--- Start ---
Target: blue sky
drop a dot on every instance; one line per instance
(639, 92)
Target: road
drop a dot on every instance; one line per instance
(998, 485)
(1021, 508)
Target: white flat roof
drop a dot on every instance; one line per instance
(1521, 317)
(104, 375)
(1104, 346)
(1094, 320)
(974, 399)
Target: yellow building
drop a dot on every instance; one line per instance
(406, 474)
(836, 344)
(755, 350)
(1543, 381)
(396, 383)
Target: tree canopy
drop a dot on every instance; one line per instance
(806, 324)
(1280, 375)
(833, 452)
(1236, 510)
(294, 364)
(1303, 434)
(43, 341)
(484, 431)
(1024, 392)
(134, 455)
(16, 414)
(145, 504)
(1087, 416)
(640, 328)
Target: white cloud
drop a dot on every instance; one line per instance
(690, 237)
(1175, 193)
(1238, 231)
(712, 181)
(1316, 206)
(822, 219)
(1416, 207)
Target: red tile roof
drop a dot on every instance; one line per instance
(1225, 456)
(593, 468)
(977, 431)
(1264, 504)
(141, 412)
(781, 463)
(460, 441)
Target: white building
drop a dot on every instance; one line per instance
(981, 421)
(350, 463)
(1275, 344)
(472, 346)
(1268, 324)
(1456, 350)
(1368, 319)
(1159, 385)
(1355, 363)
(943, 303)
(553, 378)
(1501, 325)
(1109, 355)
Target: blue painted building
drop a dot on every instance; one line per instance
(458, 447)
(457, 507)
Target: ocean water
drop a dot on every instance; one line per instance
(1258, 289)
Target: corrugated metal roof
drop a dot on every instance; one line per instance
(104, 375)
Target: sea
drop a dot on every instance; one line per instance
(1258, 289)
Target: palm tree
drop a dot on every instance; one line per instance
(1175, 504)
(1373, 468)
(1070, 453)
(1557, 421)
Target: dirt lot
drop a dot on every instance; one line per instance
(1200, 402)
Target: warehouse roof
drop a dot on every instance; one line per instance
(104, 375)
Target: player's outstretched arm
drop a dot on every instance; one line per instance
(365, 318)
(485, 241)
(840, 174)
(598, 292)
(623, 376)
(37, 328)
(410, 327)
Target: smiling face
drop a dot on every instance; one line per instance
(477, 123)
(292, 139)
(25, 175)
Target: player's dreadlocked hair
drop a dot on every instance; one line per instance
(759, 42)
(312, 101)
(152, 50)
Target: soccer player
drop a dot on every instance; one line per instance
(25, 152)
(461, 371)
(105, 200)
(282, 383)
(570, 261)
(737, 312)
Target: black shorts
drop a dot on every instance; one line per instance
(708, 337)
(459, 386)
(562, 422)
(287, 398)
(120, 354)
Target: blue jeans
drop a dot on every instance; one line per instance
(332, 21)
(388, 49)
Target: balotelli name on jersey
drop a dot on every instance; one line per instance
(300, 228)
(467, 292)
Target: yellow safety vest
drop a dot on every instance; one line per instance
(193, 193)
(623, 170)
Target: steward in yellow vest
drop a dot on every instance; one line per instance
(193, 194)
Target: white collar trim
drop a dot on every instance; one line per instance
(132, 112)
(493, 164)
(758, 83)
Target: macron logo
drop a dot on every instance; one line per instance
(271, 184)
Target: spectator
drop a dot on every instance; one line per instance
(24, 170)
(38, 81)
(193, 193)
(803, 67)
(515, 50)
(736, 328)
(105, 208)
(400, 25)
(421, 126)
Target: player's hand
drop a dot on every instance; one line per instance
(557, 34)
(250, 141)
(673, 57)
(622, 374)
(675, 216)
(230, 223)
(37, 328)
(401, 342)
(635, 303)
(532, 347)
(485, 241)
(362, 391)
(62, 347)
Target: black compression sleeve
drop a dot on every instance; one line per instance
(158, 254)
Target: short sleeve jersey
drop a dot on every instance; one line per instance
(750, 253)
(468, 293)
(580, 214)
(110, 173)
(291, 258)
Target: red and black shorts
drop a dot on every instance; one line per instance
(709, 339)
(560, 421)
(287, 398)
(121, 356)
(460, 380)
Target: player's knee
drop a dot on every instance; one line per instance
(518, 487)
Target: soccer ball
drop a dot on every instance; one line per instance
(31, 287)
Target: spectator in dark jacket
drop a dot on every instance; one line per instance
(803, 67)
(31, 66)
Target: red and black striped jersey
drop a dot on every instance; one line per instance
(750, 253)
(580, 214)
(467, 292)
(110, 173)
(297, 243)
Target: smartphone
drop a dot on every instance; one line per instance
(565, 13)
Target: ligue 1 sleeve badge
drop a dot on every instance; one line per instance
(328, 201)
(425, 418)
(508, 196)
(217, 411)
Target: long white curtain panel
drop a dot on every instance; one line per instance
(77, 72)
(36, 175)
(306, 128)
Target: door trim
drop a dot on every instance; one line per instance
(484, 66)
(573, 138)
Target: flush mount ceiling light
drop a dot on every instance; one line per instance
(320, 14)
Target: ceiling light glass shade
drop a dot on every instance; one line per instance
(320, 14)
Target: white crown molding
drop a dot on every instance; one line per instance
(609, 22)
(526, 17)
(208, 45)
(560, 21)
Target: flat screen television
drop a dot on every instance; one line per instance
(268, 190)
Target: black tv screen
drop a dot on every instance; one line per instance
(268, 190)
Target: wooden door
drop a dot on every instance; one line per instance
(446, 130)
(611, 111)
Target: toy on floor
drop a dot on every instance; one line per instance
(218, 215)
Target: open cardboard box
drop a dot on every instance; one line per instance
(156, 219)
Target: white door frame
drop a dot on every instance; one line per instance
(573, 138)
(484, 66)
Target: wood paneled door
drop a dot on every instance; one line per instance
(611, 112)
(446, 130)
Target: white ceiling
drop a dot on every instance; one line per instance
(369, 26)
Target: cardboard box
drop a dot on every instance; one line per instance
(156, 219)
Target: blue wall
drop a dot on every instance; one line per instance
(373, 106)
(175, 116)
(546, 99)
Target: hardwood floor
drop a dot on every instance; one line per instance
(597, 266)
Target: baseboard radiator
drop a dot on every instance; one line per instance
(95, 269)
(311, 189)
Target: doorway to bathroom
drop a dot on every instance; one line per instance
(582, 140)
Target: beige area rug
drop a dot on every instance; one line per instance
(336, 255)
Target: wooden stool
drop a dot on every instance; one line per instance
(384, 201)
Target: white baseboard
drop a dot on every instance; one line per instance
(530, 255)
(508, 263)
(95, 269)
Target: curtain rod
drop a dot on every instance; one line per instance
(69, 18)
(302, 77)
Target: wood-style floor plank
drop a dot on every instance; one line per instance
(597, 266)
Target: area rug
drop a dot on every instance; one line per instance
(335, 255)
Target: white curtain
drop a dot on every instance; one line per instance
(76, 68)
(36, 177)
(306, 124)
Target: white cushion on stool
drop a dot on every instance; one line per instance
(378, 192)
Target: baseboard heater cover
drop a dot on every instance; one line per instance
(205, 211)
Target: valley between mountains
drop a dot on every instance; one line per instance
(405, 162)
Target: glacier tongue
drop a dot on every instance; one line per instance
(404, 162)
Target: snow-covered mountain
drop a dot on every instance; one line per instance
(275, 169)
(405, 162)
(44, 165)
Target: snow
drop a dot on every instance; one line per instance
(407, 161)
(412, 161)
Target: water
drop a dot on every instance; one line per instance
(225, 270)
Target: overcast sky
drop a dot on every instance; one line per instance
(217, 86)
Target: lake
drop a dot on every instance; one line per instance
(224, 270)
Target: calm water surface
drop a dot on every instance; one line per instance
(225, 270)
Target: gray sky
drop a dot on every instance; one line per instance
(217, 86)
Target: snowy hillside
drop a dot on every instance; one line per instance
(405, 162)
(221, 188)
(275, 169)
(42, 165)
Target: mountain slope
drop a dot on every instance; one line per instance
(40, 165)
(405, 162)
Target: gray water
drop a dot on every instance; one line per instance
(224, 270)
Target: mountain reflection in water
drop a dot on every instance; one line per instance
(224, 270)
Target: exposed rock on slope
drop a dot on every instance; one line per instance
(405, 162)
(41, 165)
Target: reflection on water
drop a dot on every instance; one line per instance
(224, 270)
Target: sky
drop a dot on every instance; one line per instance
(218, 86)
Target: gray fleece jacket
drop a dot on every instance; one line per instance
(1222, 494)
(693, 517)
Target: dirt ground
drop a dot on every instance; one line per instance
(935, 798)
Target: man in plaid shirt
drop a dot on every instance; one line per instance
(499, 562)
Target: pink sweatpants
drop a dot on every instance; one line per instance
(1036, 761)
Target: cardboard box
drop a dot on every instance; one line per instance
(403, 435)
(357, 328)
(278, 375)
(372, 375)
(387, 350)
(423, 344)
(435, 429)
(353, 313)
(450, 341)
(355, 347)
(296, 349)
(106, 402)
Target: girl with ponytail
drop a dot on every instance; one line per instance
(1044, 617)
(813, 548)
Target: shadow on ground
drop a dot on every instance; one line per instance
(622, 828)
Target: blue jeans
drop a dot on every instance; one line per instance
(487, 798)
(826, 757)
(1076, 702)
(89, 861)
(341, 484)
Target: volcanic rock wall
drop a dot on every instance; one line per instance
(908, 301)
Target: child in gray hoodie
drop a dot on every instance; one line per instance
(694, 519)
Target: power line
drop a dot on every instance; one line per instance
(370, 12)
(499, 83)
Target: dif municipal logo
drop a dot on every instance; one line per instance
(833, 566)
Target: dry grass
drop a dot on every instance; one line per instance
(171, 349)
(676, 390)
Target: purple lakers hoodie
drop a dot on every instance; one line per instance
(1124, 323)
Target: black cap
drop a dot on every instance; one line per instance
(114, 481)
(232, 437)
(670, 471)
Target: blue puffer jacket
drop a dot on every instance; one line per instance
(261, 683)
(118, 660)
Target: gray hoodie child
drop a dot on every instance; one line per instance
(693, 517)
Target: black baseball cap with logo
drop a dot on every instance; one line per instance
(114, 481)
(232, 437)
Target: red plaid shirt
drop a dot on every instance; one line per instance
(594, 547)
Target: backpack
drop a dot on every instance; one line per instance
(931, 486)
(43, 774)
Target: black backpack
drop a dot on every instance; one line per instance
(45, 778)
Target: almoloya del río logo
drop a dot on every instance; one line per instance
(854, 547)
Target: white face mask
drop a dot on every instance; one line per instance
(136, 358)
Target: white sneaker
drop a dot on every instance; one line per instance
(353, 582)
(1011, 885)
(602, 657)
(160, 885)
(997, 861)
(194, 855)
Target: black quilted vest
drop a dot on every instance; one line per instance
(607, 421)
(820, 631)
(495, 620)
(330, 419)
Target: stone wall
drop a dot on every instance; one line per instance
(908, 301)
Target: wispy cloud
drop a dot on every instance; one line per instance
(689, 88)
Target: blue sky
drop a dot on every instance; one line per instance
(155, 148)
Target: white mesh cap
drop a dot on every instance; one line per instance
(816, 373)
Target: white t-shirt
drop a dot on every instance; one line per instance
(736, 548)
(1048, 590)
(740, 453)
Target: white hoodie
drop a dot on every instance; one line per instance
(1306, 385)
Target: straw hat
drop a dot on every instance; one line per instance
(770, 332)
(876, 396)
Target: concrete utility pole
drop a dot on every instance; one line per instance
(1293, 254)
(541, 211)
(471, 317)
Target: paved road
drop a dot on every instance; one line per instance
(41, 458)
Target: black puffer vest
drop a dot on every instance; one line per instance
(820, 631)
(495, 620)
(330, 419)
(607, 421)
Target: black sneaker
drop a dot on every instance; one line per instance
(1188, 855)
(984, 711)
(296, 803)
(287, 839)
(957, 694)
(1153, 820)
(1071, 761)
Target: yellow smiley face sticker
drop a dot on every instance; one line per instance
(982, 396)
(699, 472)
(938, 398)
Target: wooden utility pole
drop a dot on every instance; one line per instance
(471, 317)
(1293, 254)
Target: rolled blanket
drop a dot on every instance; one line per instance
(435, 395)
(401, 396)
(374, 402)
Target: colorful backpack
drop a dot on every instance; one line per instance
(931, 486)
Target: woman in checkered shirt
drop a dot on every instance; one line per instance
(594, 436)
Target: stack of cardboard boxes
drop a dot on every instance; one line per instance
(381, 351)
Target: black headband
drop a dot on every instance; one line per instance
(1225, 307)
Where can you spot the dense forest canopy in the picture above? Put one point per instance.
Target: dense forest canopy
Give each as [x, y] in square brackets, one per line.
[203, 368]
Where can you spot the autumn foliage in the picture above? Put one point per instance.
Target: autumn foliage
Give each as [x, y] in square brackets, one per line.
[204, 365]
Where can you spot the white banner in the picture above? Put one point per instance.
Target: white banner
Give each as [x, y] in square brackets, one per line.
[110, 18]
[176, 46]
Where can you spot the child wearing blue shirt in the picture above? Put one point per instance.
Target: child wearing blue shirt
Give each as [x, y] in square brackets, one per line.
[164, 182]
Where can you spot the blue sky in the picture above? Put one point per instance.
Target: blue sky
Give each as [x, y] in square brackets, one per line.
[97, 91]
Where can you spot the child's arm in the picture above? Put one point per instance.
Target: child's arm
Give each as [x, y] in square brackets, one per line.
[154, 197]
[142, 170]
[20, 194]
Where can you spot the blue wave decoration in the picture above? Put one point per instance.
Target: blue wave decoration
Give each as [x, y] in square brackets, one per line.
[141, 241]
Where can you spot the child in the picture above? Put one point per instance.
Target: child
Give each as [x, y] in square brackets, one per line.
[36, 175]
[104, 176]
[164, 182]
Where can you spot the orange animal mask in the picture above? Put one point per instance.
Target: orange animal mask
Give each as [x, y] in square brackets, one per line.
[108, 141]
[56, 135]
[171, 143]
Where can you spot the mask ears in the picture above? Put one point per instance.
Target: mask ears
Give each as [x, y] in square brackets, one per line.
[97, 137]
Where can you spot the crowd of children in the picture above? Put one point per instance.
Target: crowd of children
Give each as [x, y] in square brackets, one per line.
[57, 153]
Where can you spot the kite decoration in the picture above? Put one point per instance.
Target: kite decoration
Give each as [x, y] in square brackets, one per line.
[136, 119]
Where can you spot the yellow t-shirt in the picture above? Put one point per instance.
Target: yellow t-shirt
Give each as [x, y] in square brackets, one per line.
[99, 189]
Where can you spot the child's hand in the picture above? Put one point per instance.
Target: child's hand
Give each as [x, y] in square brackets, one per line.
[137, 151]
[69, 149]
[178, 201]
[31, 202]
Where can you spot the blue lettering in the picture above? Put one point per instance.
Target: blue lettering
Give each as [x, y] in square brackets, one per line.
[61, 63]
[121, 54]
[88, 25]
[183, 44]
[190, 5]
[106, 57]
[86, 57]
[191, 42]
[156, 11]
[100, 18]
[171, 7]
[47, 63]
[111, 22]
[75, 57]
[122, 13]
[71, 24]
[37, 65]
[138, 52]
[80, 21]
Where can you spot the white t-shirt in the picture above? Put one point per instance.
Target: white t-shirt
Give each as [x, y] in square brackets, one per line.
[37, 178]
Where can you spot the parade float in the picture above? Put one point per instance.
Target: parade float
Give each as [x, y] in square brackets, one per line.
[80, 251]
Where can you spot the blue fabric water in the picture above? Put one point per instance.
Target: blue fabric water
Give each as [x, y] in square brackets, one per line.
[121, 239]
--- End ---
* [What is needed] Write out the lines above, starting at the line that contains "Where can you spot the orange" and ending with the final line, and nothing else; copy them exactly.

* [Output for this exercise]
Where can you spot the orange animal mask in the picture above? Put one point per instance.
Target: orange animal mask
Give each as [x, y] in square brackets, one per line.
[108, 141]
[56, 135]
[171, 143]
Where can you spot the mask ears in the picture above? Put one point per instance.
Target: mask ears
Give each as [x, y] in square brackets, one per line.
[97, 137]
Where can you spot the crowd of children in the picture above? Put one point per instance.
Target: crowd of children
Give each as [x, y] in square brackets, one per line.
[57, 153]
Where can you spot the kite decoration in the picture above? Put one point per instance.
Target: kite decoration
Give each as [x, y] in square brackets, one per line.
[136, 119]
Where can you spot the yellow t-shirt in the picture above? Put one point per instance.
Target: yellow t-shirt
Give each as [x, y] in square brackets, one per line.
[99, 189]
Where can you spot the child's hand in the picture above? Put one point per instance.
Target: child's hand
Give each as [x, y] in square brackets, one per line.
[137, 151]
[69, 149]
[178, 201]
[31, 202]
Where can you spot the blue lettering in the picture above? Put one point per instance.
Target: blue lettering
Give each as [x, y] in square brackets, one per line.
[61, 63]
[121, 54]
[88, 25]
[183, 44]
[190, 5]
[106, 57]
[86, 57]
[191, 42]
[156, 11]
[100, 18]
[171, 7]
[47, 63]
[111, 22]
[75, 57]
[122, 13]
[71, 24]
[37, 65]
[138, 52]
[80, 21]
Where can you spot the white t-shirt in the picture above? Put one point per instance.
Target: white t-shirt
Give each as [x, y] in square brackets, one per line.
[37, 178]
Where can you spot the parade float in the picture above? Put one point per instance.
Target: parade float
Give each as [x, y] in square brackets, one per line.
[80, 251]
Where can you spot the blue fabric water in the picture above? Put one point per instance.
Target: blue fabric water
Give each as [x, y] in square brackets, one per line.
[121, 239]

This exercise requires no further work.